▶ WHAT YOU HAVE TO DO: Continue the passage on colimits of divided power rings, picking up after its last sentence.

Let's discuss general colimits. Let $\mathcal{C}$ be a category and let
$c \mapsto (A_c, I_c, \gamma_c)$ be a diagram. Consider the functor
$$
F(B, J, \delta) = \lim_{c \in \mathcal{C}}
Hom((A_c, I_c, \gamma_c), (B, J, \delta))
$$
Note that any $f = (f_c)_{c \in C} \in F(B, J, \delta)$ has the property
that all the images $f_c(A_c)$ generate a subring $B'$ of $B$ of bounded
cardinality $\kappa$ and that all the images $f_c(I_c)$ generate a
divided power sub ideal $J'$ of $B'$. And we get a factorization of
$f$ as a $f'$ in $F(B')$ followed by the inclusion $B' \to B$. Also,
$F$ commutes with limits. Hence we may apply
Lemma \ref{lemma-a-version-of-brown}
to see that $F$ is representable and we win.
\end{proof}
\begin{remark}
\label{remark-forgetful}
The forgetful functor $(A, I, \gamma) \mapsto A$ does not commute with
colimits. For example, let
$$
\xymatrix{
(B, J, \delta) \ar[r] & (B'', J'', \delta'') \\
(A, I, \gamma) \ar[r] \ar[u] & (B', J', \delta') \ar[u]
}
$$
be a pushout in the category of divided power rings.
Then in general the map $B \otimes_A B' \to B''$ isn't an
isomorphism. (It is always surjective.)
An explicit example is given by
$(A, I, \gamma) = (\mathbf{Z}, (0), \emptyset)$,
$(B, J, \delta) = (\mathbf{Z}/4\mathbf{Z}, 2\mathbf{Z}/4\mathbf{Z}, \delta)$,
and
$(B', J', \delta') =
(\mathbf{Z}/4\mathbf{Z}, 2\mathbf{Z}/4\mathbf{Z}, \delta')$
where $\delta_2(2) = 2$ and $\delta'_2(2) = 0$.
More precisely, using Lemma \ref{lemma-need-only-gamma-p}
we let $\delta$, resp.\ $\delta'$ be the unique
divided power structure on $J$, resp.\ $J'$ such that
$\delta_2 : J \to J$, resp.\ $\delta'_2 : J' \to J'$
is the map $0 \mapsto 0, 2 \mapsto 2$, resp.\ $0 \mapsto 0, 2 \mapsto 0$.

▶ DATA EXCERPTS:
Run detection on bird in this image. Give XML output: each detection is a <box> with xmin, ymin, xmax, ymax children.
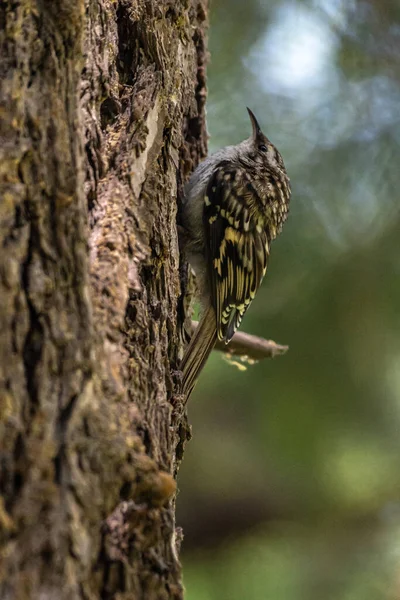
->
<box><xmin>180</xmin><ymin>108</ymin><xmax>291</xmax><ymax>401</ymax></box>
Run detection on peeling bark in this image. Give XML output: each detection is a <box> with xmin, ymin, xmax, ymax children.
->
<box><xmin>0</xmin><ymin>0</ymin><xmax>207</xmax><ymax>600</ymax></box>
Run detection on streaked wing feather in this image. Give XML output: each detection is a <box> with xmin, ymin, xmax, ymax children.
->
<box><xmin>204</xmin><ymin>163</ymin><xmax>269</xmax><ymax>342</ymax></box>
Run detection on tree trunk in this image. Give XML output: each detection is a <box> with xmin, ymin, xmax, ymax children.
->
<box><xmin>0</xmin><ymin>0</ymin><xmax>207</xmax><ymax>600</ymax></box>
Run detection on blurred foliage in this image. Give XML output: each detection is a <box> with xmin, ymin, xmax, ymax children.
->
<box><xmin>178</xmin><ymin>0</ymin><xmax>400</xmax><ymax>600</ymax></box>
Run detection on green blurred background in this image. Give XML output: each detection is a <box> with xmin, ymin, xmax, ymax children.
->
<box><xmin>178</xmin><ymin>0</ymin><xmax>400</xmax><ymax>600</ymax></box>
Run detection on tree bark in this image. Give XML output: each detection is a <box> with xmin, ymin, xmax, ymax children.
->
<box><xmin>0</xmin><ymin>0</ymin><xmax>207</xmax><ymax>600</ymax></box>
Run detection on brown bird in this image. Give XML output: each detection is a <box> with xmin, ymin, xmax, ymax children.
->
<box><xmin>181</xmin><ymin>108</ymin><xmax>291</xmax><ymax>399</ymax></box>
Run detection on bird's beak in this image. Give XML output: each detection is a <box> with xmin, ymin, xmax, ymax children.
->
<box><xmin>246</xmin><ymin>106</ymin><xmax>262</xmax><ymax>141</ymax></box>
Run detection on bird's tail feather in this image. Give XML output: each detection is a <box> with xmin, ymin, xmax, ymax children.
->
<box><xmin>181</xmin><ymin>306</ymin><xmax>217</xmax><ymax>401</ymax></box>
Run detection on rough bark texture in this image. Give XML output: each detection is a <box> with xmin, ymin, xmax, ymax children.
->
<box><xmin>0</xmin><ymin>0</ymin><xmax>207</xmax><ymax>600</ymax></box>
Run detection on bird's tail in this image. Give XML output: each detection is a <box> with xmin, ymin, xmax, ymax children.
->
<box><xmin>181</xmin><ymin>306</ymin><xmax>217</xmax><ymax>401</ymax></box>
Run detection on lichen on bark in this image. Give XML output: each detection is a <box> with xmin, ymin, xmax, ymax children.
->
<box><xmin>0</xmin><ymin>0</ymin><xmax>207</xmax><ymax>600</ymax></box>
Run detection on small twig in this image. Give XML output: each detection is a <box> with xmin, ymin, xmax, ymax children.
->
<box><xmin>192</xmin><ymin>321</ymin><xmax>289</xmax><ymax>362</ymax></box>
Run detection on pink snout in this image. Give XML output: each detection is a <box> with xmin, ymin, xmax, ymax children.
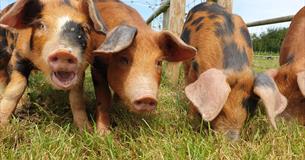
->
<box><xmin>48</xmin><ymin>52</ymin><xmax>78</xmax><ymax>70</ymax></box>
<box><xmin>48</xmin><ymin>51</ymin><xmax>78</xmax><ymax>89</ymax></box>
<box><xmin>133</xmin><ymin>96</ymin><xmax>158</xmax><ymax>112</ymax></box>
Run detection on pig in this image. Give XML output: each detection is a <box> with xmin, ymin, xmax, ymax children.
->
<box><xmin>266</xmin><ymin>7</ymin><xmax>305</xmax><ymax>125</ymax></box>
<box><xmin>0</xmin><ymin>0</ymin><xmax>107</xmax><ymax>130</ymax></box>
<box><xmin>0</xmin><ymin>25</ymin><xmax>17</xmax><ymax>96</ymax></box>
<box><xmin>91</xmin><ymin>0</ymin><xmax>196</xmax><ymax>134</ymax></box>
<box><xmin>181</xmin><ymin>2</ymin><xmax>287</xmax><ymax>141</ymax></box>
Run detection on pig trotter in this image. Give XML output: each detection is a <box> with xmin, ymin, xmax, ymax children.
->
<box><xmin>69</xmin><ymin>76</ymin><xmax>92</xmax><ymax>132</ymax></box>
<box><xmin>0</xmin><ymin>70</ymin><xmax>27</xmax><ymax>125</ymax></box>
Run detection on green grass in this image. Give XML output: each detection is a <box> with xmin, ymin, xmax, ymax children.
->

▶ EXERCISE RESPONSE:
Then $(B'', J'', \delta'') = (\mathbf{F}_2, (0), \emptyset)$
which doesn't agree with the tensor product. However, note that it is always
true that
$$
B''/J'' = B/J \otimes_{A/I} B'/J'
$$
as can be seen from the universal property of the pushout by considering
maps into divided power algebras of the form $(C, (0), \emptyset)$.
\end{remark}
\section{Extending divided powers}
\label{section-extend}
\noindent
Here is the definition.
\begin{definition}
\label{definition-extends}
Given a divided power ring $(A, I, \gamma)$ and a ring map
$A \to B$ we say $\gamma$ {\it extends} to $B$ if there exists a
divided power structure $\bar \gamma$ on $IB$ such that
$(A, I, \gamma) \to (B, IB, \bar\gamma)$ is a homomorphism of
divided power rings.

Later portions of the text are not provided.